§ Given exercise a
Which institutions does the blog post say will not protect us? List every one.

§ Provided text
>>

Thursday, April 26, 2007

We are well and truly fucked

Our democratic institutions have failed, and it's very important to understand that the most critical democratic institution, the free press, failed utterly before 9/11. If you don't believe me, see everything that Bob Somerby has written for the last six or seven years. Ignore his irritating style and frequent hobbyhorses; his documentation is impeccable and his conclusions inescapable. So it goes.

It only because of the tiniest weakness of Dick Cheney's will that we escaped blatant totalitarianism. Had he pushed just a bit harder, he could have quite easily implemented a totalitarian regime immediately after 9/11. Our political system does tend to promote those with weak character, but a sufficiently intelligent, ruthless person can find a way to rise. Our congress will not protect us, our courts will not protect us, our police and military will not protect us, and our press will not protect us. So it goes.

<<

§ Stored data
>>

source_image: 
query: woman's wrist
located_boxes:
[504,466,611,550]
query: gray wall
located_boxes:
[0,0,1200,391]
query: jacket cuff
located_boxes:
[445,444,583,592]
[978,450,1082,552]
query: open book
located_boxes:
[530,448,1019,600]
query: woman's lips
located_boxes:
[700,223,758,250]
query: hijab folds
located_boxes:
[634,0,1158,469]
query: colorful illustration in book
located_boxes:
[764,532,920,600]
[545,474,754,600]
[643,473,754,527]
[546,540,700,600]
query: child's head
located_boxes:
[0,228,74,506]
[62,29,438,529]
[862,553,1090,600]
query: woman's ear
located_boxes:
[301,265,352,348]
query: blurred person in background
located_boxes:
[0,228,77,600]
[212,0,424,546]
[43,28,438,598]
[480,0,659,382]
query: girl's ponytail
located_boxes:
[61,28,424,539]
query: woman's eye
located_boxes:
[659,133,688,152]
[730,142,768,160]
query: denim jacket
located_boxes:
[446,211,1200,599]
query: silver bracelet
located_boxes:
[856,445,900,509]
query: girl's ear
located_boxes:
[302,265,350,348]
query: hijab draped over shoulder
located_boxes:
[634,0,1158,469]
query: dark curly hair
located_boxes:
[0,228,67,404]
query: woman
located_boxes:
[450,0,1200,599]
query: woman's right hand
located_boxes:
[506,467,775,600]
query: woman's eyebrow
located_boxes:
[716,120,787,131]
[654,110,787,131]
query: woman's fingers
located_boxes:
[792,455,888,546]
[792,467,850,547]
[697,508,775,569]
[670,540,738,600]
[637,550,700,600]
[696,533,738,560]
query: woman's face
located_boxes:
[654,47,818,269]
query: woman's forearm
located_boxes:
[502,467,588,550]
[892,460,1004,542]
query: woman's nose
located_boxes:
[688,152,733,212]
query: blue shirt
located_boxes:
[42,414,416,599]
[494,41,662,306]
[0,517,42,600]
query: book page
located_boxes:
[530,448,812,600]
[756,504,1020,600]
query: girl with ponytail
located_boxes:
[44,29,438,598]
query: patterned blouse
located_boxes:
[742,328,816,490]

<<

§ Given exercise b
Can you copy out the listing from the line with "query: child's head" to the line with "[480,0,659,382]", including both of those lines?

§ Solution a
- Congress
- Courts
- Police
- Military
- Press

§ Solution b
query: child's head
located_boxes:
[0,228,74,506]
[62,29,438,529]
[862,553,1090,600]
query: woman's ear
located_boxes:
[301,265,352,348]
query: blurred person in background
located_boxes:
[0,228,77,600]
[212,0,424,546]
[43,28,438,598]
[480,0,659,382]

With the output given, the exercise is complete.